◆ Trecho para ler
—————
E, acima de tudo, eu quero ter a liberdade de produzir o que eu quero fazer.
Falei mais cedo que nem roupa pra desistir de alguma coisa eu tenho, né? Mas
era hora de repensar algumas coisas…
Produzir
é empreender. Empreender é um negócio. E todo negócio demanda um punhado de
conhecimento, tipo:
1 -
Entender de planejamento. Colocar as mãos e os olhos nas planilhas,
literalmente. Olhar pro seu orçamento, olhar pra verba que você tem, cruzar as
informações e fazer caber no orçamento.
2 -
Estudo do caso. O quê estou querendo fazer? Pra quem estou fazendo isso?
3 -
Cercar-se de pessoas que a gente confia. Quem poderia estar comigo? Nenhum
negócio vai pra frente sem as pessoas certas nas funções certas.
4 -
Pensar estratégias. Pra quem eu vou vender isso? Que tipo de gente investiria
nessa ideia? E como eu vou vender essa ideia? De que forma eu agrego valor a
isso enquanto a artista, ou nome, por trás de tudo?
5 -
Principalmente, eu preciso ter propriedade sobre o que eu quero fazer, entender
o que estou fazendo, senão serei passada pra trás, enrolada… E propriedade sobre o que faço isso eu sempre
tive.
Claro que
às vezes entramos de cabeça numa coisa, mas acabamos justamente batendo cabeça.
Eu acho necessário tatear. Colocar um pé, depois o outro, e aos poucos
empreender vira teu palco também. Se torna natural. Parte de um processo onde
estamos inseridos.
—————
◆ Linhas listadas
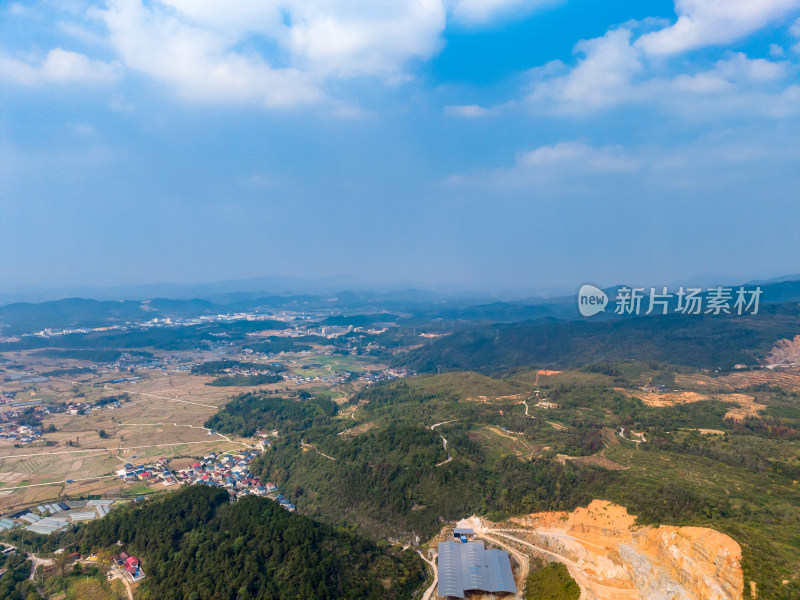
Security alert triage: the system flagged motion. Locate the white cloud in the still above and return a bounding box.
[525,24,800,118]
[449,0,561,25]
[528,28,644,113]
[517,142,640,173]
[636,0,800,55]
[0,48,118,85]
[444,104,491,119]
[97,0,321,107]
[288,0,446,76]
—————
◆ Exercícios para fazer
A. Resuma em duas frases o trecho sobre empreender.
B. Copie palavra por palavra a parte do trecho sobre empreender que vai de "Falei mais cedo" até "caber no orçamento.".
As linhas não fazem falta aqui.

◆ Respostas por exercício
A. O trecho afirma que produzir é empreender e que todo negócio exige conhecimentos como planejamento, estudo do caso, pessoas de confiança, estratégias e propriedade sobre o que se faz. Também diz que é preciso tatear, um pé depois do outro, até que empreender se torne natural.

B.
Falei mais cedo que nem roupa pra desistir de alguma coisa eu tenho, né? Mas
era hora de repensar algumas coisas…
Produzir
é empreender. Empreender é um negócio. E todo negócio demanda um punhado de
conhecimento, tipo:
1 -
Entender de planejamento. Colocar as mãos e os olhos nas planilhas,
literalmente. Olhar pro seu orçamento, olhar pra verba que você tem, cruzar as
informações e fazer caber no orçamento.